>> begin MATERIAL SHOWN

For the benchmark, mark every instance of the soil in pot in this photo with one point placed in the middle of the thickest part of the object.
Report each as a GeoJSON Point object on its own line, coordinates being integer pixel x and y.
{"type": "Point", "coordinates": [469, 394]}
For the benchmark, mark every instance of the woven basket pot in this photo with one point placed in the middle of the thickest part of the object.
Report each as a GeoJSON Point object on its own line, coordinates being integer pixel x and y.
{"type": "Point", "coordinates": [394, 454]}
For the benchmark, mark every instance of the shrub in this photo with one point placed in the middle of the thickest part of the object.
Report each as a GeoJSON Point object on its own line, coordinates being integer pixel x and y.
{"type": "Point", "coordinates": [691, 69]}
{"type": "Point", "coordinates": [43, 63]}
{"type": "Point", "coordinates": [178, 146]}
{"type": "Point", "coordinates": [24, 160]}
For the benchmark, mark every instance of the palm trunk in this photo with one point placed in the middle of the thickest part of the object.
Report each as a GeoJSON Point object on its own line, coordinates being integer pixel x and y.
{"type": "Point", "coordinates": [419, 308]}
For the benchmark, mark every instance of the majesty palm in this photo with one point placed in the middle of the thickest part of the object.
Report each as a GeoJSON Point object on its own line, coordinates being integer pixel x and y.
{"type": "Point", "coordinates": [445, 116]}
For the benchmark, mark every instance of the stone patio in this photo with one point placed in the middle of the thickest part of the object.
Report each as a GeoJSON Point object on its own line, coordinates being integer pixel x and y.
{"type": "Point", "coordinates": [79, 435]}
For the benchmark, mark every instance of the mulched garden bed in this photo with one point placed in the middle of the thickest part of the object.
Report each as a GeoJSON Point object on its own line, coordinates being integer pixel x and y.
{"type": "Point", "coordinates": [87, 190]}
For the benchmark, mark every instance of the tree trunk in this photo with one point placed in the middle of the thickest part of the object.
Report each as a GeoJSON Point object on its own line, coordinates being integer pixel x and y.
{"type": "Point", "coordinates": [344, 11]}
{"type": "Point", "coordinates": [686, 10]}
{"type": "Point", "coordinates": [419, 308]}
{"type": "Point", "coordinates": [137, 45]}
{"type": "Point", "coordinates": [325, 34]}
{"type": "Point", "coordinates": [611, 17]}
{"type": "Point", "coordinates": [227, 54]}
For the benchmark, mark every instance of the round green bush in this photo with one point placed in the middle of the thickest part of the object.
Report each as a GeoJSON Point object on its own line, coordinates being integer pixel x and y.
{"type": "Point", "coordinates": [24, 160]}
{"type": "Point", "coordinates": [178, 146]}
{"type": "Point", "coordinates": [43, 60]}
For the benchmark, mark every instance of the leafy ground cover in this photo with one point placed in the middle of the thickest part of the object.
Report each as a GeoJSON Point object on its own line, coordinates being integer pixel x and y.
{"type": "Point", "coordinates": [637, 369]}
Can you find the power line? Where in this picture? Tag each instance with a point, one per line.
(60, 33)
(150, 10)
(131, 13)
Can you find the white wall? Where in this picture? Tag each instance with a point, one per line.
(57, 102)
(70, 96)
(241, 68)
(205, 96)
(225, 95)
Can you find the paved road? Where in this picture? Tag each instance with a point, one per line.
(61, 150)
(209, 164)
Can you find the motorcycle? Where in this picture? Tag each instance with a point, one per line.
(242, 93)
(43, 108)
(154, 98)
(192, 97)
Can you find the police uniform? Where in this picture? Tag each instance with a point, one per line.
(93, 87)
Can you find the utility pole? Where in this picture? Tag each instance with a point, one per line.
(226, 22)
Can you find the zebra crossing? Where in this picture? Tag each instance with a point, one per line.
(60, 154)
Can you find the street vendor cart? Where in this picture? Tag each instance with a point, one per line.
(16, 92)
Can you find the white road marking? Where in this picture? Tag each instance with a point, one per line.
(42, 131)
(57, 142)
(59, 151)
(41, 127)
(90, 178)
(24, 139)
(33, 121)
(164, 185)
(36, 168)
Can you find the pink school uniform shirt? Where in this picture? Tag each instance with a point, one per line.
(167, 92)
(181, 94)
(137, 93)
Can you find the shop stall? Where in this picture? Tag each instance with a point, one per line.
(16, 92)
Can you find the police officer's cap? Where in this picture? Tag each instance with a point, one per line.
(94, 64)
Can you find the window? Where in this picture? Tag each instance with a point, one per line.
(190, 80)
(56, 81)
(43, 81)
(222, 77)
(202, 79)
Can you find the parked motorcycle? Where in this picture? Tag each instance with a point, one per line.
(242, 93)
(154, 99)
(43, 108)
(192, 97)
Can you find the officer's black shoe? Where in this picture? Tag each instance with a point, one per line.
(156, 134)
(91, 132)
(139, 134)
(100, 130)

>> end MATERIAL SHOWN

GIVEN TASK: Once more, set down the full listing, verbatim.

FINISHED TASK:
For the benchmark, mark every instance of the soil in pot in this photo with one point placed in the middle of the thickest part of the object.
Report each as a GeoJSON Point object on its own line, coordinates being integer pixel x and y.
{"type": "Point", "coordinates": [469, 394]}
For the benchmark, mark every instance of the woven basket pot in this photo with one point placed in the middle of the thickest part of the object.
Report each as a GeoJSON Point object on its own line, coordinates being integer pixel x and y.
{"type": "Point", "coordinates": [394, 454]}
For the benchmark, mark every instance of the shrub in this photo with one point placed in the middle of the thickest part of the object.
Report each as a GeoJSON Point object on its own line, coordinates being integer pixel x and y.
{"type": "Point", "coordinates": [691, 69]}
{"type": "Point", "coordinates": [43, 63]}
{"type": "Point", "coordinates": [178, 146]}
{"type": "Point", "coordinates": [24, 160]}
For the benchmark, mark every instance of the palm trunk in this photo with one point placed in the middle of the thickest part of the object.
Report each as a GeoJSON Point object on its own line, coordinates being integer pixel x and y.
{"type": "Point", "coordinates": [419, 308]}
For the benchmark, mark every instance of the majesty palm in this photo with one point placed in the middle of the thickest part of the object.
Report each as a GeoJSON Point object on its own line, coordinates being integer pixel x and y.
{"type": "Point", "coordinates": [445, 116]}
For the benchmark, mark every instance of the stone patio in this photo with one point placed in the middle of the thickest part of the object.
Report each as a GeoJSON Point object on its own line, coordinates being integer pixel x and y.
{"type": "Point", "coordinates": [79, 435]}
For the benchmark, mark every instance of the mulched garden bed in this photo with one point placed in the middle of the thickest part of the object.
Report each as a GeoJSON Point object on its own line, coordinates being integer pixel x and y.
{"type": "Point", "coordinates": [87, 190]}
For the benchmark, mark every instance of the tree trunk in this photo with one point placed in the middle of the thickest part of the object.
Report each as a GeoJSON Point object on its own line, coordinates being integer pixel x and y.
{"type": "Point", "coordinates": [344, 11]}
{"type": "Point", "coordinates": [686, 10]}
{"type": "Point", "coordinates": [419, 308]}
{"type": "Point", "coordinates": [137, 45]}
{"type": "Point", "coordinates": [325, 34]}
{"type": "Point", "coordinates": [611, 17]}
{"type": "Point", "coordinates": [227, 54]}
For the benchmark, mark every instance of the round green bush in this photo with one point placed in the middle of the thickest part of the object.
Report each as a GeoJSON Point object on its own line, coordinates being integer pixel x and y.
{"type": "Point", "coordinates": [24, 160]}
{"type": "Point", "coordinates": [178, 146]}
{"type": "Point", "coordinates": [43, 60]}
For the benchmark, mark every instance of the leafy ground cover in this photo with one point placed in the middle of the thickest part of the object.
Report each as a GeoJSON Point object on its own line, coordinates being integer pixel x and y.
{"type": "Point", "coordinates": [637, 369]}
Can you find the power line? Where in this picture? Tag each instance with a point, one per line.
(60, 33)
(150, 10)
(131, 13)
Can you find the white wall? Where in this picture? Tag each instance with a point, one per line.
(57, 102)
(70, 96)
(241, 68)
(205, 96)
(225, 95)
Can you find the paved road? Where in this picture? Tag each instance with a point, one per line.
(61, 150)
(209, 164)
Can you find the motorcycle? Where in this picture? Tag each instance with a point, one per line.
(242, 93)
(43, 108)
(154, 98)
(192, 97)
Can you find the police uniform? Where in this picture? Tag each instance with a point, one per line.
(93, 87)
Can you find the utility pole? Where in this picture? Tag each instance with a point, one per line.
(226, 22)
Can you find the zebra crossing? Where in this picture? Tag each instance with a point, one per line.
(60, 154)
Can you find the street vendor cart? Where in this picture? Tag each instance with a point, one per line.
(16, 92)
Can you find the white road marking? Where in this picture? Tag each instance with a point, one per line.
(42, 131)
(57, 142)
(59, 151)
(41, 127)
(90, 178)
(24, 139)
(33, 121)
(164, 185)
(36, 168)
Can you find the pink school uniform shirt? Where in this picture? Tag each instance with a point, one per line.
(167, 92)
(181, 94)
(137, 93)
Can you find the shop stall? Where in this picture? Tag each instance with a point, one per line.
(16, 92)
Can you find the police officer's cap? Where in this picture? Tag each instance with a point, one per line.
(94, 64)
Can you find the window? Where in this picture? Tag each instance with a point, one per line.
(190, 80)
(56, 81)
(43, 81)
(222, 77)
(202, 79)
Can you find the parked motorcycle? Where in this picture? Tag each instance with a point, one per line.
(242, 93)
(154, 99)
(43, 108)
(192, 97)
Can you find the officer's black shoe? Where in this picture? Tag each instance with a point, one per line.
(156, 134)
(91, 132)
(139, 134)
(100, 130)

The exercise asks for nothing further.